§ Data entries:
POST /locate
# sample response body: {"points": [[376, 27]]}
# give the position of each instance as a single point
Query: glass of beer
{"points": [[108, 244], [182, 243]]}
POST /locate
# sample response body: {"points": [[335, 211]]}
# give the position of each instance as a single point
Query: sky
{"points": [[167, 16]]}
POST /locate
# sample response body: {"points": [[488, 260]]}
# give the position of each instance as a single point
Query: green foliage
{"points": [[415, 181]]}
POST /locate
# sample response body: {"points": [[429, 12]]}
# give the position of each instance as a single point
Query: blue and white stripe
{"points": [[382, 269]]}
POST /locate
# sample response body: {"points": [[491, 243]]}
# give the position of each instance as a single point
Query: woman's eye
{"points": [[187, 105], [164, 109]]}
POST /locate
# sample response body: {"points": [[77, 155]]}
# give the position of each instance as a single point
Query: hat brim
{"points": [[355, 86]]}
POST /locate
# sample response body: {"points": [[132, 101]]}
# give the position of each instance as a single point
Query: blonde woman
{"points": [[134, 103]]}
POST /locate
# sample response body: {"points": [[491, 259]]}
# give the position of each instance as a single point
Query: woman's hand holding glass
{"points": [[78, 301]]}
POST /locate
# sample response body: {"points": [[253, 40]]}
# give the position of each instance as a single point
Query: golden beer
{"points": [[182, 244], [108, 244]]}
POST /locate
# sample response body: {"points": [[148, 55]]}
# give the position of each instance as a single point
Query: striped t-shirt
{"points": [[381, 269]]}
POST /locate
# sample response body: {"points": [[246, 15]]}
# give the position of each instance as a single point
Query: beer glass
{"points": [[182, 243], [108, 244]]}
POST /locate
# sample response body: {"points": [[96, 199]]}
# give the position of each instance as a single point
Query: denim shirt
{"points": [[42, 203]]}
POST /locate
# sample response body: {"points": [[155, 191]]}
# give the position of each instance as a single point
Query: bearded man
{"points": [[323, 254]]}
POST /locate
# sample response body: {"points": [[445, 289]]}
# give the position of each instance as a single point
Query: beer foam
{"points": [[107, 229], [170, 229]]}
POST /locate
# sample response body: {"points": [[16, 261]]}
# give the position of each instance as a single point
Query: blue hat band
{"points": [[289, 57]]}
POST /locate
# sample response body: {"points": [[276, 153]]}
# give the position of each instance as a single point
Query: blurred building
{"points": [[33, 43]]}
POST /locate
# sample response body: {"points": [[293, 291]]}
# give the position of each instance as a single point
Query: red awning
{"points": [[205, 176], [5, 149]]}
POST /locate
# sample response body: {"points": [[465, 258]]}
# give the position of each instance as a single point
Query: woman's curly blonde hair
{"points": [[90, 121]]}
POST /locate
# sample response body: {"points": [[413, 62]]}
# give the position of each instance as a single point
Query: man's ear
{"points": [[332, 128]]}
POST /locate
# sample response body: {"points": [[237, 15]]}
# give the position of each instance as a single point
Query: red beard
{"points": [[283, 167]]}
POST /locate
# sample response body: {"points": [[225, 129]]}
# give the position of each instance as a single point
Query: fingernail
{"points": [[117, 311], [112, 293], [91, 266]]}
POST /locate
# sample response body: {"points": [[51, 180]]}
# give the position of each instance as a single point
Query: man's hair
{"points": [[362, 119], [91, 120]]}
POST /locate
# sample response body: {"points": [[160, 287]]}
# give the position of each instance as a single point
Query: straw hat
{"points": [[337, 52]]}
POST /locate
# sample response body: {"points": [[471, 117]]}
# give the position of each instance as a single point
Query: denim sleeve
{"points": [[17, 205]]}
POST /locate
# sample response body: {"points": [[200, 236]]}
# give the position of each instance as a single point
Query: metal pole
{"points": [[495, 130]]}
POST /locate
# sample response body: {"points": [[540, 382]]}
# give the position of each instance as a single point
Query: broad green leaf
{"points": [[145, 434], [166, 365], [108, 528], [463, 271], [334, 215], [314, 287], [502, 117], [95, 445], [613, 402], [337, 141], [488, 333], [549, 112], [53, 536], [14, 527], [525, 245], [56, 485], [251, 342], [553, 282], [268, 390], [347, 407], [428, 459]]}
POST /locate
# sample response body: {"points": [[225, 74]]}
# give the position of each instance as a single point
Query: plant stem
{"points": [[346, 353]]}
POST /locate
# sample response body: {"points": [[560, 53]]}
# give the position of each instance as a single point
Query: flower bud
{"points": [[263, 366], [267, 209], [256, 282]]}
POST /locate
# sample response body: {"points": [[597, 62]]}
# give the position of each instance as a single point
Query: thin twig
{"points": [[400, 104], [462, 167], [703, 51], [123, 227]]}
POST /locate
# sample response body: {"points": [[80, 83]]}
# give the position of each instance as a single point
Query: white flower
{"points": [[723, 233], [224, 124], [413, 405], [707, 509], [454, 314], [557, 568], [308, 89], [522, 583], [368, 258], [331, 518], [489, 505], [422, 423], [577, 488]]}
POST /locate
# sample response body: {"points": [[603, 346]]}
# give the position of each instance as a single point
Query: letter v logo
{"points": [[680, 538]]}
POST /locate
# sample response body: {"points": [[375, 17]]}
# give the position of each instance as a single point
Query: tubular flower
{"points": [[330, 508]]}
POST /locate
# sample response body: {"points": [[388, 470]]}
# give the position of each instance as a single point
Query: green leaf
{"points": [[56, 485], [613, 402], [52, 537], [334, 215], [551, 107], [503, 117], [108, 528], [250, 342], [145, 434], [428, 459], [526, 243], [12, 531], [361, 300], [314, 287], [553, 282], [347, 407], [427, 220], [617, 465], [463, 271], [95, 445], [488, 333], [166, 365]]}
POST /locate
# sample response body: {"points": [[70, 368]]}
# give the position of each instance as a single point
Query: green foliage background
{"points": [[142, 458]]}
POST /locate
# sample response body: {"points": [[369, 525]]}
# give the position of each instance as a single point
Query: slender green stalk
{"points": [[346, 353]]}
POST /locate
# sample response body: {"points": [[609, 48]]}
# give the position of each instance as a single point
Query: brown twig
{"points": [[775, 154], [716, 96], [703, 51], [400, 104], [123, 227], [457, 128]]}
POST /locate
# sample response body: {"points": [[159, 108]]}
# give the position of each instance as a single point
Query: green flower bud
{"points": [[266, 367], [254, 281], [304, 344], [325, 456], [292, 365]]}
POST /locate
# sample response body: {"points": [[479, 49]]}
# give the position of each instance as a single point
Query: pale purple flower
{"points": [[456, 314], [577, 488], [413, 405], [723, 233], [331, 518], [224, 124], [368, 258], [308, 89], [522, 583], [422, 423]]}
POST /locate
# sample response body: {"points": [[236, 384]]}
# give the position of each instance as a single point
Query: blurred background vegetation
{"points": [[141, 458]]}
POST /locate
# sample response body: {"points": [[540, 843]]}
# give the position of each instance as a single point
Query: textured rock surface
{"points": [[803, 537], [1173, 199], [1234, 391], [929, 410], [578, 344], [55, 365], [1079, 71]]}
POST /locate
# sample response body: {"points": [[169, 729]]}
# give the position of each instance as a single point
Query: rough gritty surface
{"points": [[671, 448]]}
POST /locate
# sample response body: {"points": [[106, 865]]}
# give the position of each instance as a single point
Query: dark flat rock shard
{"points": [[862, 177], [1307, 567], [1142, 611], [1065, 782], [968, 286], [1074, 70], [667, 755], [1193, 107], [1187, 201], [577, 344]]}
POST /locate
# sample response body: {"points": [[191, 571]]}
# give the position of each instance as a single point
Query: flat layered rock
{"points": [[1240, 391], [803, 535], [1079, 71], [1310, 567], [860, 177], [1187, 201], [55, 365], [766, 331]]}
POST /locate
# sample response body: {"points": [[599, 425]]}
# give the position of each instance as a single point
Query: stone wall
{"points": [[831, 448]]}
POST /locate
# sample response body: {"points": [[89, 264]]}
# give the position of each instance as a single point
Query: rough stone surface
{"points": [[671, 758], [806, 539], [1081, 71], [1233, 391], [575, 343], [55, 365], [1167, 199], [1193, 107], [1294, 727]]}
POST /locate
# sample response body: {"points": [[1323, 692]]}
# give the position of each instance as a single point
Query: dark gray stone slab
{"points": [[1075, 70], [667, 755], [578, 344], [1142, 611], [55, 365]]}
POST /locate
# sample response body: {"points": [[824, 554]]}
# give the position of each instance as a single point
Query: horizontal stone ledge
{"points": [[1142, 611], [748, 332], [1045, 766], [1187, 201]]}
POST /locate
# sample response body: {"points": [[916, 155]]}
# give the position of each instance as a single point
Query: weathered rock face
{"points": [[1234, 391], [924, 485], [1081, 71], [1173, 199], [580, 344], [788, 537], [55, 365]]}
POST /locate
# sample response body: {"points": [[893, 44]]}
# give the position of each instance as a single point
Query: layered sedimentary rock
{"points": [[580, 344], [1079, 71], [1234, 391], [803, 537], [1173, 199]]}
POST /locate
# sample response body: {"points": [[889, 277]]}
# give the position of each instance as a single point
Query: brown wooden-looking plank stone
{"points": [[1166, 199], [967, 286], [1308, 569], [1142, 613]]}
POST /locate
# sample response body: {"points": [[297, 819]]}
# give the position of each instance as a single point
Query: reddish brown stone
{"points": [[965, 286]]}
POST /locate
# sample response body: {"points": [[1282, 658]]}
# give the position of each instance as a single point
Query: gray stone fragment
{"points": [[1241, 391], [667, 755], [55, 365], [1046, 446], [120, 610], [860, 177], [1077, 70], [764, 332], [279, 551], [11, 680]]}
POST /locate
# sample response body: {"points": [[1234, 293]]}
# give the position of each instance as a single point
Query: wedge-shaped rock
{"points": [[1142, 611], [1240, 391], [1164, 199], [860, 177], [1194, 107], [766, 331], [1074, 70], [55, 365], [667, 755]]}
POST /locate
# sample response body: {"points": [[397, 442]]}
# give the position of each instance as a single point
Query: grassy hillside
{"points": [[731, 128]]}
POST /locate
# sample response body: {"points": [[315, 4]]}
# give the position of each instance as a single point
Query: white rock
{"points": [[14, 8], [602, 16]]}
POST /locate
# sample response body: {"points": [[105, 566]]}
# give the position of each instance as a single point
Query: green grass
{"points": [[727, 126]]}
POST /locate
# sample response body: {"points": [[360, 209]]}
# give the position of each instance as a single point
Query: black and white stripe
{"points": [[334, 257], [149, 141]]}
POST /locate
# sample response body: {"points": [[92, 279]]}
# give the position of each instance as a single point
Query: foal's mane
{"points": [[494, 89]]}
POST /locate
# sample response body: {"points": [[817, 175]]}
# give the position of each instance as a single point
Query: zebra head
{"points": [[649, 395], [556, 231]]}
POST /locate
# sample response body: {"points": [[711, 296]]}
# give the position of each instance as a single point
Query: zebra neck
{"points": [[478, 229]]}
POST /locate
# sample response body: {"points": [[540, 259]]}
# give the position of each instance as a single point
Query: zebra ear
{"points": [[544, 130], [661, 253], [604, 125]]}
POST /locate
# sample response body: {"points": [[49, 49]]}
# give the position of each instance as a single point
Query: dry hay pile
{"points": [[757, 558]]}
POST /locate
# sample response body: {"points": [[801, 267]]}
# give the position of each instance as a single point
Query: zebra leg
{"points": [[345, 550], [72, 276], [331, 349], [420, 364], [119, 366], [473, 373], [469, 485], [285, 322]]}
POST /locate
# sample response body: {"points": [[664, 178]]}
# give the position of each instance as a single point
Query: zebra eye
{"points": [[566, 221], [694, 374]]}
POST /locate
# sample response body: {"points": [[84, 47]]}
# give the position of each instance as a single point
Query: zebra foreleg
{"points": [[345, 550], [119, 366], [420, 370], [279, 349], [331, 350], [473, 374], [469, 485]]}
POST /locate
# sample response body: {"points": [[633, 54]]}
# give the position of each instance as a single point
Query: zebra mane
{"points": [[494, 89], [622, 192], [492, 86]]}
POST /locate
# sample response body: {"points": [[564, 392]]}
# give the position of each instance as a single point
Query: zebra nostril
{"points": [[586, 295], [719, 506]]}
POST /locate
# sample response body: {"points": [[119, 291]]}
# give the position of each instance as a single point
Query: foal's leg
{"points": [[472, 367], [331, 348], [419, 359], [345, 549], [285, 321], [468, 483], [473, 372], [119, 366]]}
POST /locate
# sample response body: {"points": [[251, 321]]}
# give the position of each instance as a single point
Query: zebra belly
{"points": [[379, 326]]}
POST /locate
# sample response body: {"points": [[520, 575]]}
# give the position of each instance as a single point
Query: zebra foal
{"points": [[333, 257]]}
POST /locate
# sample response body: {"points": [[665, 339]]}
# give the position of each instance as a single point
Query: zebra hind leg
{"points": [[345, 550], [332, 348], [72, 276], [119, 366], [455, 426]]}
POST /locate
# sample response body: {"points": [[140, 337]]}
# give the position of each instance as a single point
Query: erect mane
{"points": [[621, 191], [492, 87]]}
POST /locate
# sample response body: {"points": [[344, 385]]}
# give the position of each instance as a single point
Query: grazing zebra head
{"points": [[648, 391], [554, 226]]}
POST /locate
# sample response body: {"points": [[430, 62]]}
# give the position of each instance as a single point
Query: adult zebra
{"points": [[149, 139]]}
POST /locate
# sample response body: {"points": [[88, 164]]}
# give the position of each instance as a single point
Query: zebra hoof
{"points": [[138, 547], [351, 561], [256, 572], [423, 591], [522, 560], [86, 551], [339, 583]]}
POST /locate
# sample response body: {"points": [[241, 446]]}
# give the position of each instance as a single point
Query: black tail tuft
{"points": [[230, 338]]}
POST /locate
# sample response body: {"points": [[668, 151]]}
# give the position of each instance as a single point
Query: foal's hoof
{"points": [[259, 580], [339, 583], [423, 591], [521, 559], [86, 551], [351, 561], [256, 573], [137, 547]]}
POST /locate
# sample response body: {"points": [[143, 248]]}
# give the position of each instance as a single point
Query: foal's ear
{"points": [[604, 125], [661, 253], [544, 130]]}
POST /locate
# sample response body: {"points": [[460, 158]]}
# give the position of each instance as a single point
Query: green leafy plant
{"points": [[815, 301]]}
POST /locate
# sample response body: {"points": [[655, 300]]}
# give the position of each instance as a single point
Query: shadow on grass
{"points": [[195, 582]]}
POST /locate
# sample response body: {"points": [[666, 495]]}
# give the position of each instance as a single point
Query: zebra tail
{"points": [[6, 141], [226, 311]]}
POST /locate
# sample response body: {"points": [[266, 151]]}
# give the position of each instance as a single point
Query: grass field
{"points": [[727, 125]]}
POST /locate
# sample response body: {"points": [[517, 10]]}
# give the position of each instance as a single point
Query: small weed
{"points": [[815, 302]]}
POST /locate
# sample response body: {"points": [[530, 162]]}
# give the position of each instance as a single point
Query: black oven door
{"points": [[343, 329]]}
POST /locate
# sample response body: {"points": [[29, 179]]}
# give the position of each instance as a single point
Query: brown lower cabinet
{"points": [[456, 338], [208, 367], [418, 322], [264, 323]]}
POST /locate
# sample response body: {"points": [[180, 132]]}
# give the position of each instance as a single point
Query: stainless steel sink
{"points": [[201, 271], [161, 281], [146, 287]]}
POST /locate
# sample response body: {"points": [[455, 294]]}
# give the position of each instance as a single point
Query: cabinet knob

§ TASK REQUIREMENTS: Pull out every line from the data entries above that contains the word "plant".

§ WRITTEN REPLY:
Query: plant stem
Query: green leafy plant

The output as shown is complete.